Mapleton was tried at Maidstone Assizes before Lord Chief Justice Coleridge, with Montagu Williams acting for his defence. The jury found him guilty after retiring for only ten minutes. A number of railway witnesses gave evidence against him—including Holmes, the booking clerk who had sold him his ticket, the train's guard, the ticket collector at Preston Park Station, and a woman in Horley who saw two men struggling violently in the train as it passed her cottage.

It was revealed during his trial that at the time of the murder Mapleton had been desperately short of money and had gone to London Bridge with the intention of robbing a passenger. He had hoped to find a female victim, but finding none suitable, had settled on the elderly Mr. Gold. Incredibly vain, Mapleton had asked for permission to wear full evening dress in Court because he thought it would impress the jury. He was allowed to take his silk hat and took more interest in this than he did in the legal proceedings against him.
________
▶ [TASK DETAILS]: Write out the passage about Mapleton's trial from "Mapleton was tried" to "passed her cottage.".

Collected data:
________
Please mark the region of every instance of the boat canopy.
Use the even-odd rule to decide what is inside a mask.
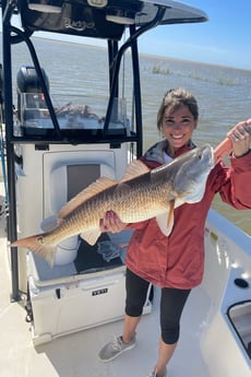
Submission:
[[[119,40],[124,28],[134,24],[154,26],[196,23],[207,15],[193,7],[170,0],[16,0],[8,8],[20,13],[23,28]],[[157,16],[162,10],[162,16]],[[156,19],[157,16],[157,19]]]

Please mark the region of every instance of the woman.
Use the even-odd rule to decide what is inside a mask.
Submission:
[[[192,133],[198,125],[198,104],[183,89],[170,90],[164,96],[157,115],[157,127],[165,137],[141,158],[150,168],[170,162],[195,145]],[[100,220],[103,232],[134,228],[127,252],[127,299],[123,334],[106,344],[99,358],[108,362],[135,345],[148,284],[162,288],[158,360],[148,377],[166,377],[166,366],[179,340],[180,318],[187,298],[203,278],[204,225],[214,196],[236,209],[251,209],[250,152],[251,119],[236,125],[228,137],[232,141],[230,167],[222,162],[211,172],[205,193],[199,203],[183,204],[175,210],[175,226],[166,237],[155,219],[124,224],[113,212]]]

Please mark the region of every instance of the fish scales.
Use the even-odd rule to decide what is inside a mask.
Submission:
[[[156,217],[168,236],[174,226],[174,209],[202,199],[214,166],[211,145],[196,148],[170,164],[150,170],[132,163],[120,181],[101,177],[67,203],[50,232],[21,238],[11,246],[26,247],[53,264],[57,246],[73,235],[94,245],[100,235],[99,220],[107,211],[116,212],[124,223]]]

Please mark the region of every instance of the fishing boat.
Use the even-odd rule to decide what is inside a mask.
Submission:
[[[129,231],[104,234],[92,247],[71,237],[58,246],[52,268],[10,244],[50,227],[55,213],[98,177],[122,177],[143,149],[138,39],[207,15],[171,0],[2,0],[1,9],[0,375],[145,376],[157,356],[157,287],[150,290],[138,346],[110,363],[97,357],[122,330]],[[92,83],[84,79],[82,95],[68,95],[67,87],[52,93],[50,67],[40,66],[33,43],[38,32],[107,42],[107,93],[95,86],[85,95]],[[13,76],[16,44],[33,63],[24,61]],[[71,57],[67,63],[70,69]],[[248,234],[210,211],[204,279],[184,309],[168,376],[250,376],[250,246]]]

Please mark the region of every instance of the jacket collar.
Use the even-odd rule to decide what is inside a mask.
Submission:
[[[192,142],[192,140],[189,141],[188,145],[181,146],[179,150],[176,151],[175,153],[175,158],[178,157],[179,155],[183,154],[184,152],[191,151],[194,149],[196,145]],[[168,141],[167,140],[162,140],[151,146],[146,153],[144,154],[144,158],[147,161],[154,161],[158,162],[159,164],[164,164],[164,156],[163,152],[168,150]]]

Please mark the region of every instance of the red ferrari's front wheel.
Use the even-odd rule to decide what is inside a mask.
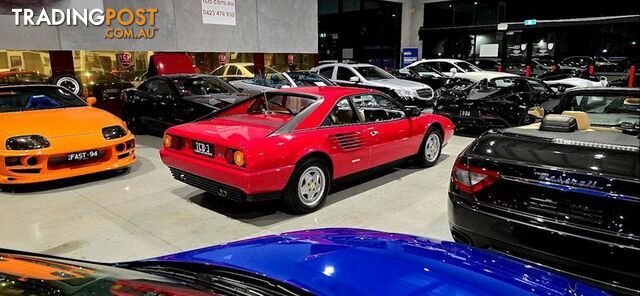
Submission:
[[[434,166],[442,153],[442,135],[436,129],[429,129],[416,155],[416,164],[427,168]]]
[[[306,214],[322,207],[331,178],[327,165],[318,159],[303,160],[289,180],[284,192],[284,203],[296,214]]]

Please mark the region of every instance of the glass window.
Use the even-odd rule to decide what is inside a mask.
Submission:
[[[157,94],[161,96],[170,96],[173,94],[173,89],[169,85],[169,83],[164,81],[159,81]]]
[[[173,84],[183,97],[238,92],[231,84],[213,76],[174,79]]]
[[[4,88],[0,91],[0,113],[86,105],[82,99],[71,92],[52,86]]]
[[[218,69],[215,69],[211,74],[215,75],[215,76],[222,76],[224,75],[224,66],[220,66],[218,67]]]
[[[480,68],[478,68],[478,67],[476,67],[473,64],[468,63],[468,62],[456,62],[455,64],[456,64],[456,66],[462,68],[462,70],[464,70],[466,72],[479,72],[479,71],[482,71],[482,69],[480,69]]]
[[[329,122],[332,125],[359,123],[358,114],[353,110],[349,99],[342,99],[331,109]]]
[[[320,71],[318,71],[320,73],[320,75],[327,77],[329,79],[333,79],[333,68],[334,67],[326,67],[326,68],[322,68],[320,69]]]
[[[440,73],[438,70],[429,67],[424,63],[411,67],[411,70],[415,71],[422,77],[443,77],[442,73]]]
[[[362,77],[366,80],[380,80],[380,79],[394,79],[391,74],[386,71],[376,67],[376,66],[365,66],[365,67],[357,67],[355,68]]]
[[[353,97],[358,112],[366,122],[378,122],[405,118],[404,110],[399,105],[380,95],[359,95]]]
[[[440,66],[440,64],[441,64],[440,62],[424,62],[424,64],[429,66],[429,67],[431,67],[431,68],[434,68],[434,69],[436,69],[436,70],[438,70],[440,72],[449,72],[449,69],[443,69]]]
[[[514,84],[514,79],[512,78],[498,78],[491,81],[491,86],[505,88],[510,87]]]
[[[536,91],[539,91],[539,92],[547,91],[547,88],[544,86],[544,84],[542,84],[539,81],[527,80],[527,82],[529,82],[529,86],[531,86],[531,88]]]
[[[267,102],[268,105],[265,104],[264,99],[256,99],[253,104],[251,104],[251,107],[249,107],[248,113],[281,113],[297,115],[302,110],[313,104],[315,100],[308,97],[273,94],[269,99],[267,99]]]
[[[291,77],[293,82],[300,86],[332,86],[336,85],[331,80],[326,79],[320,74],[313,72],[287,72],[287,75]]]
[[[226,76],[230,76],[230,75],[242,75],[242,72],[240,71],[240,69],[238,69],[238,67],[231,65],[227,70]]]
[[[336,74],[336,80],[349,81],[356,73],[353,73],[351,69],[346,67],[338,67],[338,73]]]
[[[149,80],[145,85],[149,94],[152,95],[166,96],[173,93],[171,86],[167,82],[159,79]]]

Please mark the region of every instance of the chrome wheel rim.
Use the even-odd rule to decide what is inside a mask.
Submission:
[[[70,90],[72,93],[79,95],[78,90],[80,90],[80,85],[75,79],[70,77],[62,77],[58,80],[57,84],[58,86],[62,86]]]
[[[424,147],[424,156],[428,162],[434,162],[440,154],[440,137],[430,134]]]
[[[307,206],[315,206],[326,187],[326,177],[322,169],[317,166],[307,168],[298,180],[298,197]]]

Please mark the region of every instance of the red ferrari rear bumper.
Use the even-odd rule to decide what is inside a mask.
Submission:
[[[274,195],[269,193],[282,191],[294,169],[291,165],[247,172],[165,148],[160,150],[160,157],[179,181],[239,201],[258,200],[261,195],[272,199]]]

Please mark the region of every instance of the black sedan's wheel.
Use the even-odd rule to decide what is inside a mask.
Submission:
[[[316,211],[324,204],[331,175],[327,165],[318,159],[307,159],[296,169],[284,191],[283,200],[289,210],[295,214]]]
[[[416,164],[425,168],[432,167],[438,162],[441,153],[442,135],[436,129],[429,129],[416,155]]]
[[[136,135],[145,133],[144,127],[140,124],[140,118],[135,112],[124,112],[124,123],[127,124],[127,128]]]

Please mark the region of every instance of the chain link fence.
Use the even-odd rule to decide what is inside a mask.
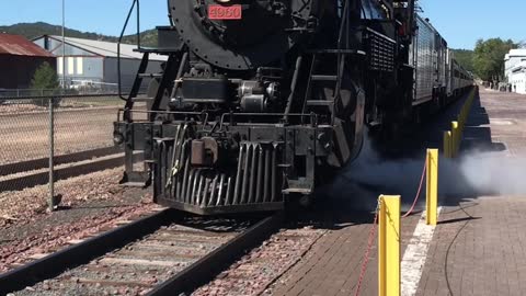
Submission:
[[[0,96],[0,194],[34,186],[34,175],[39,175],[45,183],[52,181],[53,196],[57,171],[52,174],[49,168],[121,153],[113,144],[113,123],[124,106],[117,95],[55,93],[52,99],[42,93],[27,90],[25,99]]]

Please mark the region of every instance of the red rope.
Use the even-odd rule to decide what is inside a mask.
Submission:
[[[402,216],[402,218],[408,217],[411,215],[414,210],[414,207],[416,206],[416,203],[420,197],[420,193],[422,192],[422,186],[424,184],[424,177],[425,177],[425,171],[426,171],[426,166],[427,164],[427,158],[425,159],[424,162],[424,169],[422,171],[422,177],[420,178],[420,185],[419,185],[419,191],[416,192],[416,196],[414,196],[413,205],[411,205],[411,208],[405,213],[405,215]],[[375,234],[376,234],[376,223],[378,221],[378,215],[379,215],[379,209],[380,209],[380,201],[378,200],[378,204],[376,206],[376,213],[375,213],[375,220],[373,223],[373,227],[369,230],[369,239],[367,242],[367,250],[365,251],[364,254],[364,262],[362,263],[362,270],[359,272],[359,280],[358,283],[356,284],[356,292],[354,293],[354,296],[359,295],[359,291],[362,288],[362,283],[364,281],[365,272],[367,271],[367,264],[369,263],[369,254],[370,254],[370,249],[373,248],[373,242],[375,242]]]
[[[405,213],[405,215],[402,216],[402,218],[408,217],[414,210],[414,206],[416,205],[416,202],[419,201],[419,197],[420,197],[420,193],[422,192],[422,185],[424,184],[425,170],[426,170],[426,167],[427,167],[426,164],[427,164],[427,158],[424,161],[424,170],[422,171],[422,177],[420,178],[419,191],[416,192],[416,196],[414,196],[413,205],[408,210],[408,213]]]
[[[380,212],[380,200],[378,200],[378,204],[376,206],[375,220],[373,221],[373,227],[369,230],[369,240],[367,243],[367,250],[365,251],[365,254],[364,254],[364,262],[362,263],[362,271],[359,272],[359,280],[358,280],[358,283],[356,284],[356,293],[354,293],[354,296],[359,295],[359,289],[362,288],[362,282],[364,281],[364,276],[365,276],[365,271],[367,270],[367,263],[369,263],[370,249],[373,248],[373,242],[375,242],[376,223],[378,221],[378,214],[379,214],[378,212]]]

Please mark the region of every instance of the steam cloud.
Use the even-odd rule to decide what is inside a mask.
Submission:
[[[333,198],[351,200],[357,209],[374,208],[379,194],[402,195],[402,209],[407,210],[416,194],[424,160],[424,151],[414,159],[382,159],[367,140],[358,159],[324,192]],[[439,198],[526,195],[526,157],[471,150],[457,159],[441,157],[438,163]],[[424,201],[425,179],[420,204]]]

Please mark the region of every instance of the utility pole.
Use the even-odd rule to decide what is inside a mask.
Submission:
[[[62,0],[62,93],[66,89],[66,0]]]

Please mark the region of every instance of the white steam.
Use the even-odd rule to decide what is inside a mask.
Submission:
[[[403,209],[416,194],[425,151],[413,159],[386,160],[367,141],[359,158],[346,168],[324,192],[351,198],[353,207],[370,209],[379,194],[402,195]],[[526,196],[526,157],[506,152],[466,151],[460,158],[438,161],[441,197],[468,198],[488,195]],[[420,204],[425,201],[425,179]]]

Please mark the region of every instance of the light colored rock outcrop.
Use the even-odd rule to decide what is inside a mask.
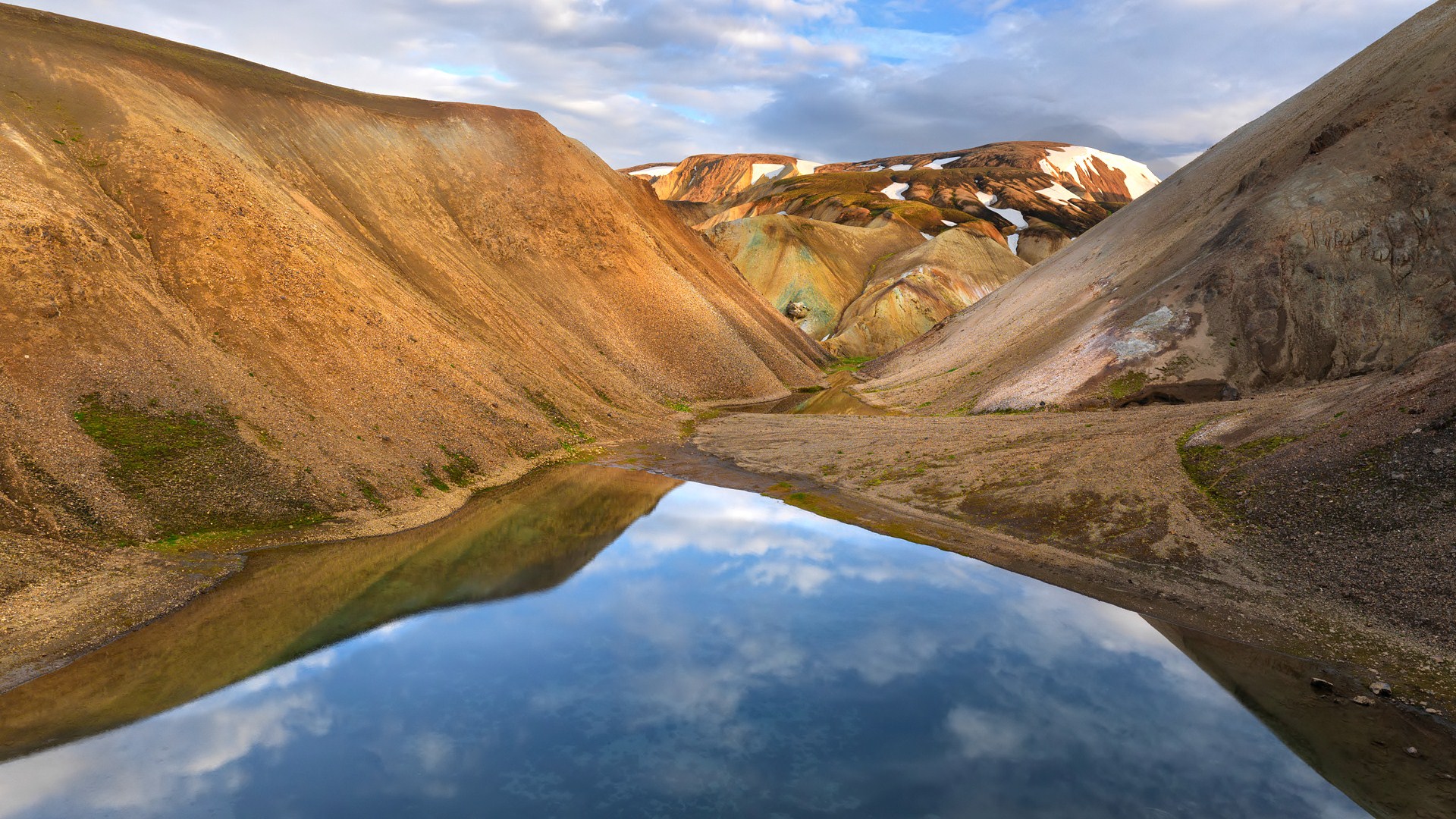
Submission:
[[[1076,405],[1389,369],[1456,338],[1456,3],[1436,3],[942,328],[878,399]]]

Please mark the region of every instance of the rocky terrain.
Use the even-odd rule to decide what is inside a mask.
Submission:
[[[1398,676],[1418,711],[1456,702],[1453,76],[1437,3],[871,361],[837,401],[875,417],[696,440],[1018,571]]]
[[[536,114],[12,6],[0,92],[7,646],[166,611],[226,570],[197,548],[419,522],[676,434],[684,402],[823,377],[719,254]]]
[[[836,165],[700,154],[623,173],[649,182],[810,337],[853,358],[907,344],[1158,184],[1137,162],[1066,143]],[[856,249],[815,248],[811,230]],[[862,252],[890,233],[903,236],[898,251],[925,248]]]

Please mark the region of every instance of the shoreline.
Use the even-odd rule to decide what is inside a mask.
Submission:
[[[186,608],[242,571],[258,551],[339,544],[395,535],[444,520],[472,497],[514,484],[531,472],[572,462],[581,453],[549,453],[515,459],[466,487],[432,497],[393,498],[387,513],[349,510],[301,529],[240,535],[221,548],[167,552],[147,545],[102,549],[84,544],[4,533],[7,548],[76,552],[83,560],[67,571],[22,586],[0,603],[0,694],[60,670],[122,637]],[[29,555],[28,555],[29,557]],[[42,558],[36,560],[39,563]],[[121,589],[116,587],[121,579]]]
[[[1361,689],[1363,683],[1376,679],[1390,682],[1396,686],[1396,697],[1386,704],[1421,711],[1423,717],[1433,718],[1449,732],[1456,732],[1456,724],[1444,716],[1424,713],[1424,704],[1441,710],[1456,702],[1456,673],[1441,675],[1440,682],[1446,685],[1440,686],[1431,679],[1417,679],[1401,669],[1402,665],[1411,662],[1408,657],[1440,656],[1437,654],[1439,646],[1423,644],[1418,640],[1411,640],[1409,635],[1372,630],[1369,624],[1341,616],[1347,612],[1337,612],[1326,622],[1318,624],[1319,628],[1325,630],[1325,634],[1322,638],[1315,638],[1309,622],[1290,621],[1287,605],[1281,608],[1281,603],[1287,603],[1287,600],[1281,600],[1274,589],[1258,584],[1219,586],[1172,565],[1153,565],[1133,560],[1111,563],[1099,557],[1076,554],[967,525],[964,520],[955,520],[882,494],[836,485],[795,469],[782,468],[782,465],[754,461],[743,453],[729,452],[722,442],[713,443],[715,430],[734,418],[744,420],[745,415],[708,421],[706,431],[699,431],[692,442],[639,440],[604,444],[597,449],[590,462],[776,497],[824,517],[952,551],[1176,628],[1318,663],[1325,667],[1328,675],[1341,678],[1344,688]],[[770,423],[772,420],[789,420],[791,423],[798,420],[782,415],[757,415],[750,423],[763,423],[764,418]],[[858,420],[852,423],[858,423]],[[708,446],[703,446],[699,439],[705,439]],[[15,663],[0,672],[0,692],[45,676],[183,609],[199,595],[208,593],[240,571],[250,552],[408,532],[450,517],[479,493],[513,484],[562,462],[579,461],[579,455],[562,453],[562,456],[549,461],[517,465],[492,475],[488,482],[457,488],[431,498],[434,503],[414,504],[411,509],[377,517],[360,514],[354,520],[323,523],[297,532],[271,532],[234,544],[234,548],[226,552],[162,555],[149,551],[143,557],[151,558],[153,563],[170,563],[172,565],[165,570],[172,571],[173,579],[181,577],[182,580],[167,587],[170,595],[163,595],[157,600],[150,616],[130,622],[124,628],[108,627],[102,621],[70,624],[70,630],[77,632],[79,638],[64,640],[58,648],[41,654],[39,662]],[[201,571],[205,568],[210,571]],[[3,622],[9,631],[9,619]],[[89,634],[87,627],[90,627]],[[0,634],[7,635],[7,632]],[[1377,646],[1379,657],[1357,657],[1356,651],[1350,650],[1364,646]]]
________
▶ [EXERCISE RESULT]:
Mapleton was tried at Maidstone Assizes before Lord Chief Justice Coleridge, with Montagu Williams acting for his defence. The jury found him guilty after retiring for only ten minutes. A number of railway witnesses gave evidence against him—including Holmes, the booking clerk who had sold him his ticket, the train's guard, the ticket collector at Preston Park Station, and a woman in Horley who saw two men struggling violently in the train as it passed her cottage.